§ **Exercise requirements**
Print every record below exactly as it stands, but leave out the pictures.

::: Extracted entries

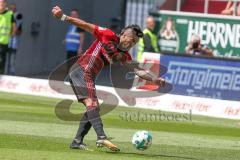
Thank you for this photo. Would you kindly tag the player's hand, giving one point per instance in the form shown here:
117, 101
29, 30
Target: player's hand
159, 81
57, 12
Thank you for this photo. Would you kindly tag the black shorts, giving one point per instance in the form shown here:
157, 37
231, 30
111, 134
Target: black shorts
83, 84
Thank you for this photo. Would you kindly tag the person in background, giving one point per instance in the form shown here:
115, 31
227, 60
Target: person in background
230, 8
196, 48
7, 29
74, 40
149, 43
14, 41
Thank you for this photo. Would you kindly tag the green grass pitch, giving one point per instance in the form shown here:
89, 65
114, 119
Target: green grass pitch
30, 130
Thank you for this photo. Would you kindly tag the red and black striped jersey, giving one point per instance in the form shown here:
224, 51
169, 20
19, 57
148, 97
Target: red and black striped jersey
103, 51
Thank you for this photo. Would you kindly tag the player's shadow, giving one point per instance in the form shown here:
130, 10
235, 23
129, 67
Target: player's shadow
153, 155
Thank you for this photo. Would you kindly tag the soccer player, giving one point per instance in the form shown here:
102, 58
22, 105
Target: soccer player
107, 49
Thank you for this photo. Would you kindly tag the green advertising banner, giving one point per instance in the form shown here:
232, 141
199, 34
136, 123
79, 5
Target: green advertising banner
220, 33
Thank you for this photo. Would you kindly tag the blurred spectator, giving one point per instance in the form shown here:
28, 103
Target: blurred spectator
14, 41
149, 42
7, 28
74, 40
230, 8
196, 48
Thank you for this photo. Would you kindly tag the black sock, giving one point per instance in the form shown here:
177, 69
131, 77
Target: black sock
84, 127
96, 121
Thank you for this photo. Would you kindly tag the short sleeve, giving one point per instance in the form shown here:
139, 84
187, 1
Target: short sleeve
103, 34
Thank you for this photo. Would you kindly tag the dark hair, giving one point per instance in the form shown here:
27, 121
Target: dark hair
135, 28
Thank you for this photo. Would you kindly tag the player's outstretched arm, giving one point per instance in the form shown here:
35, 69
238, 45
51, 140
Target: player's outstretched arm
57, 12
147, 75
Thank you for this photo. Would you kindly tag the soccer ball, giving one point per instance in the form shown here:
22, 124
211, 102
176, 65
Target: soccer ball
142, 140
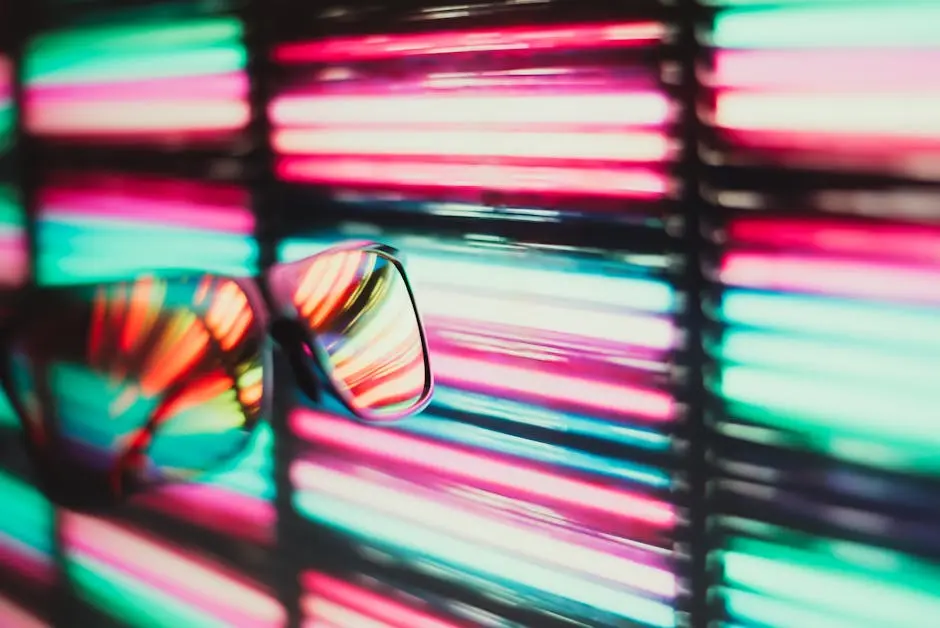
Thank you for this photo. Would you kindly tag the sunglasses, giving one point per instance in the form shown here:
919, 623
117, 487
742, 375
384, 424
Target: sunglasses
123, 385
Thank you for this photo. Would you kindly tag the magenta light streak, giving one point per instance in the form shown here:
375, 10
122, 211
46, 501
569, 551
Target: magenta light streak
581, 551
193, 581
58, 203
828, 70
218, 87
190, 117
915, 243
475, 108
614, 144
507, 39
611, 182
860, 146
6, 79
225, 512
13, 260
650, 335
320, 586
480, 469
26, 562
832, 276
488, 376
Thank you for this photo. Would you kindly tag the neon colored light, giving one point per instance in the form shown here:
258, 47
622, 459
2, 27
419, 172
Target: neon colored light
481, 469
834, 586
912, 243
843, 319
136, 118
441, 429
214, 87
334, 601
902, 115
507, 39
534, 179
571, 552
198, 589
596, 109
565, 145
26, 532
832, 276
830, 25
429, 545
16, 617
7, 113
830, 70
114, 227
467, 268
501, 380
140, 83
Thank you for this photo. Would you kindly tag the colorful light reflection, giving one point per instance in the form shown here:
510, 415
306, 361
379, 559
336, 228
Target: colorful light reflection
554, 528
166, 82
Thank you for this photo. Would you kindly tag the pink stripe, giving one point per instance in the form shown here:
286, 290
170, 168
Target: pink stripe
226, 512
833, 276
607, 182
13, 261
589, 36
26, 562
829, 70
571, 389
195, 582
480, 469
916, 243
12, 616
6, 79
221, 86
365, 602
165, 212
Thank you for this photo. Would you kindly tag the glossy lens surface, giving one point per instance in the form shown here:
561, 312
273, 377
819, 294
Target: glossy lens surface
366, 329
159, 378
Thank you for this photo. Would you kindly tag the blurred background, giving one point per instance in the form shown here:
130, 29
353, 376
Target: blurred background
679, 264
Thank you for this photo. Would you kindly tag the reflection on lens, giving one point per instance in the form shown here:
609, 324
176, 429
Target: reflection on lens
159, 377
366, 327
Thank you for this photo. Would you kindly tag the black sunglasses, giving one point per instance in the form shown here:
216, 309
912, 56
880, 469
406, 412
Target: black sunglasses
123, 385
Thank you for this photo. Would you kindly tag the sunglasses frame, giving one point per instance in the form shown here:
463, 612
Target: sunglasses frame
269, 295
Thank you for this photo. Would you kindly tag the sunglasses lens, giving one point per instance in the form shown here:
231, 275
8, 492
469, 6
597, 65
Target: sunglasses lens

::::::

§ **Solution to the problem**
Thank you for this photo. Would you kindly tag the player's hand, giving one point per instance in the form shown here:
117, 101
29, 30
Target: player's hand
159, 81
57, 12
Thank you for this photo. Would you kindly tag the black shorts, giving one point per instance in the form shown here:
157, 37
231, 30
111, 134
Target: black shorts
83, 84
Thank you for this photo. Would you kindly tag the person in background, giving one point per instance in the form shown here:
115, 31
227, 60
Target: person in background
230, 8
196, 48
7, 29
74, 40
149, 43
14, 41
Thank you for this photo. Would you kindly tag the green grass pitch, giving one point per instance in the form shown here:
89, 65
114, 119
Target: green grass pitch
30, 130
Thank you for this photo. Would you kindly tag the red and black striped jersey, giving one point per instance in the form shown here:
224, 51
169, 20
19, 57
148, 97
Target: red and black striped jersey
103, 51
Thank you for this photo. Would you kindly tag the player's shadow, giving one point per instance in the form shown here:
130, 10
235, 23
129, 67
Target: player's shadow
153, 155
Thank you for this photo. Would you kindly tag the soccer player, giving one point per instance in the form shown here:
102, 58
22, 105
Target: soccer player
107, 49
Thank you for this photo. Would you kindly tag the green advertising banner, giving one point per instance in the form shown here:
232, 141
199, 34
136, 123
79, 5
Target: green advertising banner
220, 33
Thank you for this photo. Would you kindly tag the blurred spectator, giving one point per instance in the form shown here:
28, 103
Target: blurred spectator
14, 41
149, 42
7, 28
74, 40
230, 8
196, 48
Thank you for this photo. Would you kindly tag the black sock, giving one point per instance in the form shown here:
177, 69
131, 77
Target: black sock
84, 127
96, 121
Thank you for this photo. Would you kindly tag the short sleeve, giving one point per instance in the form shown here:
139, 84
187, 1
Target: short sleeve
103, 34
Thank you for this photo. Would you kindly tag the dark hair, giving one point per instance in the form shown here:
27, 121
Target: dark hair
135, 28
Thank you for this photo. Would you kindly tag the player's outstretched arm, giving one point per instance in the form shown here:
35, 69
238, 45
51, 140
Target: player's outstretched arm
57, 12
147, 75
Thank you for this photo. Would you kindly tag the soccer ball, giving one point per instance in the form shown here:
22, 124
211, 102
176, 65
Target: soccer ball
142, 140
Thank you for this photo. Would you kindly tag the sunglasses, giving one point per instance in the form shown here:
919, 623
117, 487
742, 375
384, 424
Target: sunglasses
123, 385
Thank you for this photo. Would you kindly tag the magenta light streak, giving one point per instance in the form shown here:
375, 10
122, 211
46, 501
569, 551
Target: magenta light streak
581, 551
193, 581
58, 203
828, 70
218, 87
190, 117
915, 243
475, 108
614, 144
507, 39
611, 182
860, 146
6, 79
225, 512
13, 260
650, 335
320, 586
480, 469
26, 562
832, 276
488, 376
Thank you for this photo. Would you kindly tag the neon colored light, giving one point per instance in the form shown here:
258, 47
622, 459
2, 27
419, 172
Target: neon colored light
481, 469
834, 586
912, 243
843, 319
136, 118
441, 429
214, 87
334, 601
902, 115
507, 39
534, 179
571, 552
198, 589
596, 109
565, 145
26, 532
832, 276
830, 25
429, 545
16, 617
7, 113
830, 70
114, 227
467, 268
501, 380
140, 83
Thank you for this photo. Would you kindly tag the colorful light reflection, giving one point per instance in the form shown here:
510, 415
306, 361
379, 559
336, 228
Target: colorful light reflection
554, 528
166, 82
Thank you for this photo. Would you kindly tag the pink stripe, giving one point per instance in the form shown here:
286, 290
170, 168
Target: pink stripe
226, 512
833, 276
607, 182
13, 261
589, 36
26, 562
829, 70
571, 389
195, 582
480, 469
916, 243
12, 616
6, 79
221, 86
365, 602
165, 212
Thank you for this photo. Would you kindly tag the glossy lens surface, giving one point per instance in the form shown here:
561, 312
273, 377
819, 294
Target: glossy lens surface
366, 329
159, 378
Thank you for this photo. Would you kindly tag the blurred background, giving one point per instance in the form shown here:
130, 29
353, 376
Target: blurred background
679, 264
Thank you for this photo. Would you kindly tag the reflection on lens, giving one point per instance in the form shown here:
609, 324
176, 429
Target: reflection on lens
159, 377
366, 327
Thank you for this photo. Would you kindly tag the black sunglasses, giving one point per instance in the form shown here:
216, 309
912, 56
880, 469
406, 412
Target: black sunglasses
123, 385
Thank you for this photo. Would you kindly tag the sunglasses frame, giving one point per instance in the form shown here:
463, 612
Target: sunglasses frame
269, 295
Thank you for this photo. Would you kindly tag the sunglasses lens, giving one point per instance in the form shown here:
231, 275
8, 492
469, 6
597, 65
Target: sunglasses lens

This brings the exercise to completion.